### DATA IN THIS EXERCISE
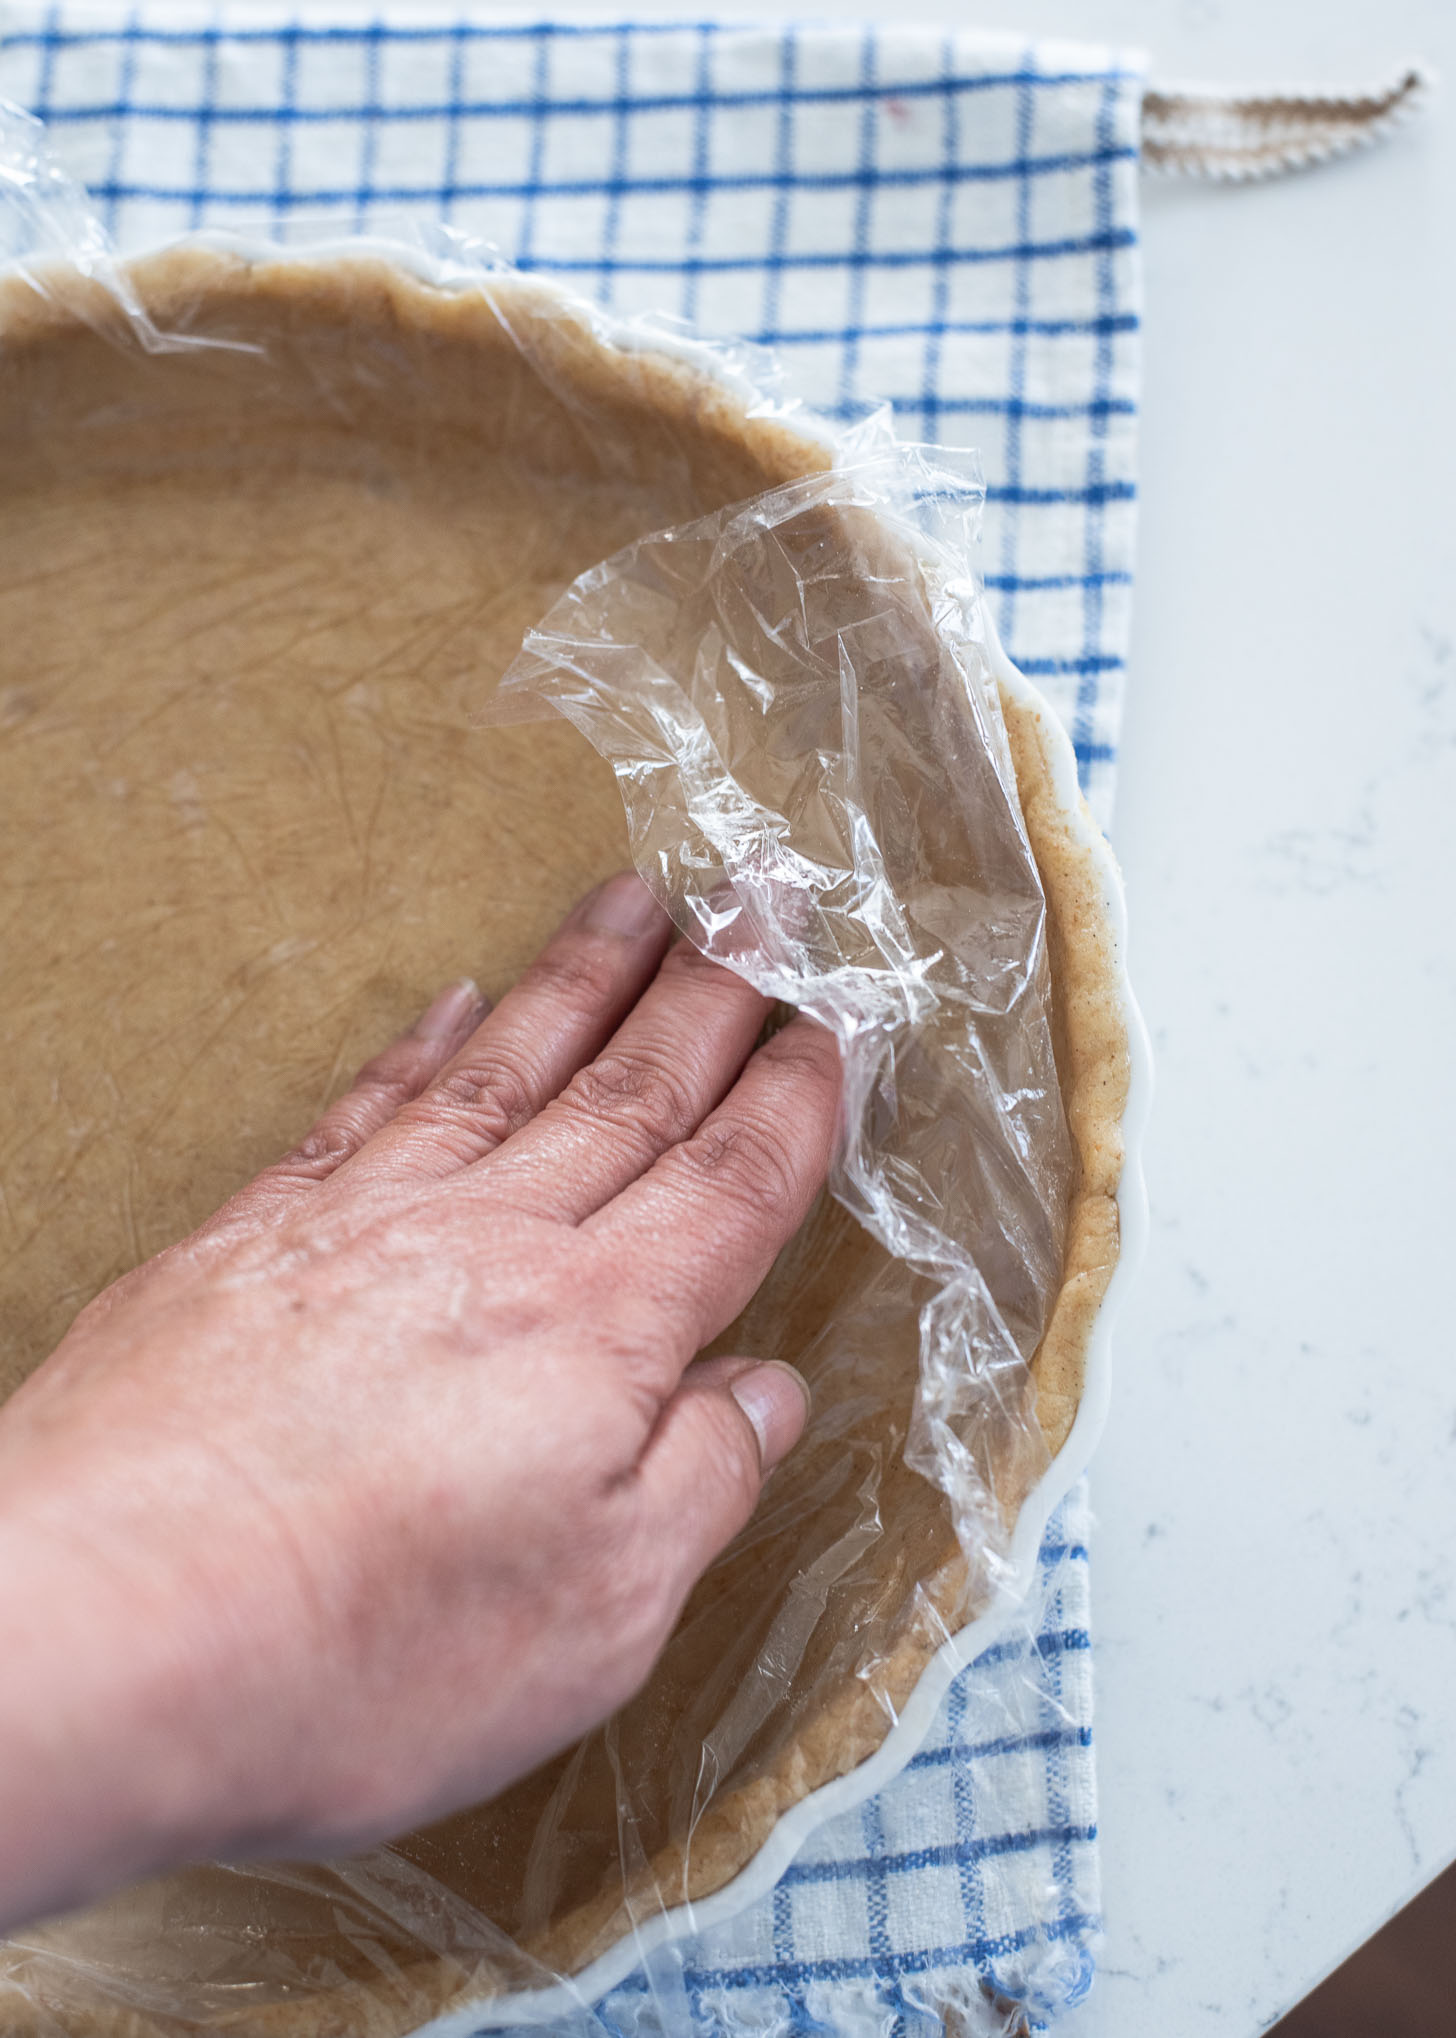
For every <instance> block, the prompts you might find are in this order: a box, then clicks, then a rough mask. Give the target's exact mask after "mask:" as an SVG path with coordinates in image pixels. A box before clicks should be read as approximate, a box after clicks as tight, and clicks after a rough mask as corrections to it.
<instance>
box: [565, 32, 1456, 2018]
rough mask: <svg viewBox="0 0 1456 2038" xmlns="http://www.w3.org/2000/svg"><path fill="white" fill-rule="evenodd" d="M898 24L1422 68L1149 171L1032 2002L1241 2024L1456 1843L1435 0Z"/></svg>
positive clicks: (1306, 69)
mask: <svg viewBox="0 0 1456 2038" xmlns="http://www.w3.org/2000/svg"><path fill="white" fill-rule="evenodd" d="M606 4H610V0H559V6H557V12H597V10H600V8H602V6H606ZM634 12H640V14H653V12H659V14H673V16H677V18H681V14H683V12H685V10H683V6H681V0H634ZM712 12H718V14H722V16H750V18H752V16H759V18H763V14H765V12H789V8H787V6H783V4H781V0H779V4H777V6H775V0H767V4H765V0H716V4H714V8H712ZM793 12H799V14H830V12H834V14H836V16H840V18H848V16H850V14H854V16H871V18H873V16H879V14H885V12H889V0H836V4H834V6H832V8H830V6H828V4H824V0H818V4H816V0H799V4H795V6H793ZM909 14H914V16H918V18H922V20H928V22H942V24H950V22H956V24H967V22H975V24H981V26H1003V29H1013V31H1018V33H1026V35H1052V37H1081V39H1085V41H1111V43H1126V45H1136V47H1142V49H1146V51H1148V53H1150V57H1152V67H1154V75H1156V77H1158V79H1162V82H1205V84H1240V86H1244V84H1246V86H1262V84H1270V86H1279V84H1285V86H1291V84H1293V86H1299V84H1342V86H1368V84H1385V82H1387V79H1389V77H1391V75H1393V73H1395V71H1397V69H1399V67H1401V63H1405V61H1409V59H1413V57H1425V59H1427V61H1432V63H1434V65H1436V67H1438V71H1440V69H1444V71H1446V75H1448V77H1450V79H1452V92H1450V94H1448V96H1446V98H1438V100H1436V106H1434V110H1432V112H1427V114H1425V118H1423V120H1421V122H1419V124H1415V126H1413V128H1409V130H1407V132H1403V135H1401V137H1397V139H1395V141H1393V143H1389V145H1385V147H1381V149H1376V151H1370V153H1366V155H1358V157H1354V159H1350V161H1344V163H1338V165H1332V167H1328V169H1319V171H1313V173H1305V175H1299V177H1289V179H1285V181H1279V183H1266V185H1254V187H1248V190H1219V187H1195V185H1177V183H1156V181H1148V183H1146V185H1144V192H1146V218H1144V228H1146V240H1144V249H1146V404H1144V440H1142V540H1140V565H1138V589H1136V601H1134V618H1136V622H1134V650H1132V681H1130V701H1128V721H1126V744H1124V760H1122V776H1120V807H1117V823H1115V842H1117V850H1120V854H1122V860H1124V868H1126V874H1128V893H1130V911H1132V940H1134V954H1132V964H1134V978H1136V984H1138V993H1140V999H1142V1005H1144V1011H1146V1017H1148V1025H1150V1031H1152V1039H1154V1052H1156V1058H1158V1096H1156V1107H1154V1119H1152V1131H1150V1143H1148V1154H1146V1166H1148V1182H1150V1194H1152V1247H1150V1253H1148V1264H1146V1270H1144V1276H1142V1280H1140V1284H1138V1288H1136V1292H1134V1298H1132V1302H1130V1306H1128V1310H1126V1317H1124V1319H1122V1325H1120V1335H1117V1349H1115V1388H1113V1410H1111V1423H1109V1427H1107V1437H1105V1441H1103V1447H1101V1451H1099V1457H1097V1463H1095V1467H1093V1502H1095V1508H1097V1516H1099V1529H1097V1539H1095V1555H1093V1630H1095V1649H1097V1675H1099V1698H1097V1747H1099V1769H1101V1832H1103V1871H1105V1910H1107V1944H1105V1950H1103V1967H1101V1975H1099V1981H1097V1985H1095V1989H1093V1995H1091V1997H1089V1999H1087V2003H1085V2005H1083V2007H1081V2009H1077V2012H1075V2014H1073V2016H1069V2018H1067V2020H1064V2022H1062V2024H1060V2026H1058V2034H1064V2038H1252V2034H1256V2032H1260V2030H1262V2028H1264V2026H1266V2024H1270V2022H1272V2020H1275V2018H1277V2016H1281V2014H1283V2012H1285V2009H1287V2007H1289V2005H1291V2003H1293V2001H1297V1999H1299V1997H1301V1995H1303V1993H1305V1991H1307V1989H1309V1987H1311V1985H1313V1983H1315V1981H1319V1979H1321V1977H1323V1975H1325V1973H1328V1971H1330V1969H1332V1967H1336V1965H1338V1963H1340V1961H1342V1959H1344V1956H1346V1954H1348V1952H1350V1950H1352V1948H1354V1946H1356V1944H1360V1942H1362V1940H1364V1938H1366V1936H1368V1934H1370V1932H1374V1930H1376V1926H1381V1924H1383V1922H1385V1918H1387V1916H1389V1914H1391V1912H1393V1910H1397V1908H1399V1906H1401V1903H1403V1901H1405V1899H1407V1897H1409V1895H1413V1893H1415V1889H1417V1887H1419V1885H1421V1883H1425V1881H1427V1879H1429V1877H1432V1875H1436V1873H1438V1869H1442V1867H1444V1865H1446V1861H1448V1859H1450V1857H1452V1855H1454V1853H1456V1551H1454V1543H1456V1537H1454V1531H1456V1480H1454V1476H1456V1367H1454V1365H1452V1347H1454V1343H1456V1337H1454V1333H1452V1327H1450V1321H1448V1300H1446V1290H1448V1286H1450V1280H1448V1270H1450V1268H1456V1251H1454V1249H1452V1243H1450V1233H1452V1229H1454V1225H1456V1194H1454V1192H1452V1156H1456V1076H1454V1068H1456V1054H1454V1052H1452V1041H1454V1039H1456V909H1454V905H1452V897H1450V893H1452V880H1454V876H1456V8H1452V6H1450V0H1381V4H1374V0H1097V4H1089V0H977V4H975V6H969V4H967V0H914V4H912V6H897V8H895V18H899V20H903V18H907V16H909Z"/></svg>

### EXERCISE GOAL
Can you transcribe all of the lines above verbatim, leaving the picture out?

### TASK RESPONSE
For every <instance> block, the prompts you might find are in this order: a box, then clicks, then a rough mask. Give the target's exact mask after "mask:" as an SVG path with coordinates in image pixels. A box before clicks should be read as approximate, a box after clicks as tight, and clicks after a rough mask as corrections to it.
<instance>
box: [565, 32, 1456, 2018]
rough mask: <svg viewBox="0 0 1456 2038" xmlns="http://www.w3.org/2000/svg"><path fill="white" fill-rule="evenodd" d="M898 24L1422 68L1149 171L1032 2002L1241 2024L1456 1843L1435 0Z"/></svg>
positive clicks: (1306, 69)
mask: <svg viewBox="0 0 1456 2038" xmlns="http://www.w3.org/2000/svg"><path fill="white" fill-rule="evenodd" d="M606 4H610V0H559V6H557V12H597V10H600V8H602V6H606ZM634 12H640V14H653V12H659V14H673V16H677V18H681V14H683V12H685V10H683V6H681V0H634ZM712 12H718V14H722V16H750V18H752V16H759V18H763V14H765V12H789V8H787V6H783V4H781V0H779V4H777V6H775V0H767V4H765V0H716V4H714V8H712ZM793 12H799V14H830V12H834V14H836V16H840V18H848V16H850V14H854V16H871V18H873V16H879V14H885V12H889V0H836V4H834V6H832V8H830V6H828V4H824V0H818V4H816V0H799V4H795V6H793ZM909 14H914V16H918V18H922V20H928V22H942V24H950V22H956V24H967V22H975V24H981V26H1003V29H1013V31H1018V33H1026V35H1052V37H1081V39H1085V41H1111V43H1126V45H1136V47H1142V49H1146V51H1148V53H1150V57H1152V67H1154V75H1156V77H1158V79H1162V82H1205V84H1240V86H1244V84H1246V86H1262V84H1270V86H1279V84H1285V86H1291V84H1293V86H1299V84H1342V86H1368V84H1385V82H1387V79H1389V77H1391V75H1393V73H1395V71H1397V69H1399V67H1401V63H1405V61H1409V59H1413V57H1425V59H1427V61H1432V63H1434V65H1436V67H1438V71H1440V69H1444V71H1446V75H1448V77H1450V79H1452V92H1450V94H1448V96H1446V98H1438V100H1436V106H1434V110H1432V112H1427V114H1425V118H1423V120H1421V122H1419V124H1415V126H1413V128H1409V130H1407V132H1403V135H1401V137H1397V139H1395V141H1393V143H1389V145H1385V147H1381V149H1376V151H1370V153H1366V155H1358V157H1354V159H1350V161H1344V163H1338V165H1332V167H1328V169H1319V171H1313V173H1305V175H1299V177H1289V179H1285V181H1279V183H1266V185H1254V187H1248V190H1219V187H1195V185H1177V183H1156V181H1148V183H1146V185H1144V192H1146V218H1144V228H1146V240H1144V249H1146V404H1144V440H1142V540H1140V565H1138V589H1136V601H1134V618H1136V622H1134V650H1132V681H1130V701H1128V721H1126V744H1124V760H1122V776H1120V807H1117V823H1115V842H1117V850H1120V854H1122V860H1124V868H1126V874H1128V893H1130V911H1132V940H1134V954H1132V964H1134V978H1136V984H1138V993H1140V999H1142V1005H1144V1011H1146V1017H1148V1025H1150V1031H1152V1039H1154V1052H1156V1058H1158V1096H1156V1107H1154V1119H1152V1131H1150V1143H1148V1154H1146V1166H1148V1182H1150V1194H1152V1247H1150V1253H1148V1264H1146V1270H1144V1276H1142V1280H1140V1284H1138V1288H1136V1292H1134V1298H1132V1302H1130V1306H1128V1310H1126V1317H1124V1319H1122V1325H1120V1335H1117V1349H1115V1388H1113V1410H1111V1423H1109V1427H1107V1437H1105V1441H1103V1447H1101V1451H1099V1457H1097V1463H1095V1467H1093V1502H1095V1508H1097V1516H1099V1529H1097V1539H1095V1555H1093V1630H1095V1649H1097V1675H1099V1698H1097V1747H1099V1769H1101V1832H1103V1871H1105V1910H1107V1944H1105V1950H1103V1967H1101V1975H1099V1981H1097V1985H1095V1989H1093V1995H1091V1997H1089V1999H1087V2003H1085V2005H1083V2007H1081V2009H1077V2012H1075V2014H1073V2016H1069V2018H1067V2020H1064V2022H1062V2024H1060V2026H1058V2034H1064V2038H1252V2034H1256V2032H1260V2030H1262V2028H1264V2026H1266V2024H1270V2022H1272V2020H1275V2018H1277V2016H1281V2014H1283V2012H1285V2009H1287V2007H1289V2005H1291V2003H1293V2001H1297V1999H1299V1997H1301V1995H1303V1993H1305V1991H1307V1989H1309V1987H1311V1985H1313V1983H1315V1981H1319V1979H1321V1977H1323V1975H1325V1973H1328V1971H1330V1969H1332V1967H1336V1965H1338V1963H1340V1961H1342V1959H1344V1956H1346V1954H1348V1952H1350V1950H1352V1948H1354V1946H1356V1944H1360V1942H1362V1940H1364V1938H1366V1936H1368V1934H1370V1932H1374V1930H1376V1926H1381V1924H1383V1922H1385V1918H1387V1916H1389V1914H1391V1912H1393V1910H1397V1908H1399V1906H1401V1903H1403V1901H1405V1899H1407V1897H1409V1895H1413V1893H1415V1889H1417V1887H1419V1885H1421V1883H1425V1881H1427V1879H1429V1877H1432V1875H1436V1873H1438V1869H1442V1867H1444V1865H1446V1861H1448V1859H1450V1857H1452V1855H1454V1853H1456V1551H1454V1543H1456V1537H1454V1531H1456V1480H1454V1476H1456V1367H1454V1365H1452V1347H1454V1343H1456V1337H1454V1333H1452V1327H1450V1321H1448V1300H1446V1290H1448V1286H1450V1280H1448V1270H1450V1268H1456V1251H1454V1249H1452V1243H1450V1233H1452V1229H1454V1225H1456V1194H1454V1192H1452V1156H1456V1076H1454V1068H1456V1054H1454V1052H1452V1041H1454V1039H1456V909H1454V905H1452V897H1450V893H1452V880H1454V876H1456V8H1452V6H1450V0H1381V4H1374V0H1097V4H1089V0H977V4H975V6H969V4H967V0H914V4H912V6H897V8H895V18H899V20H903V18H907V16H909Z"/></svg>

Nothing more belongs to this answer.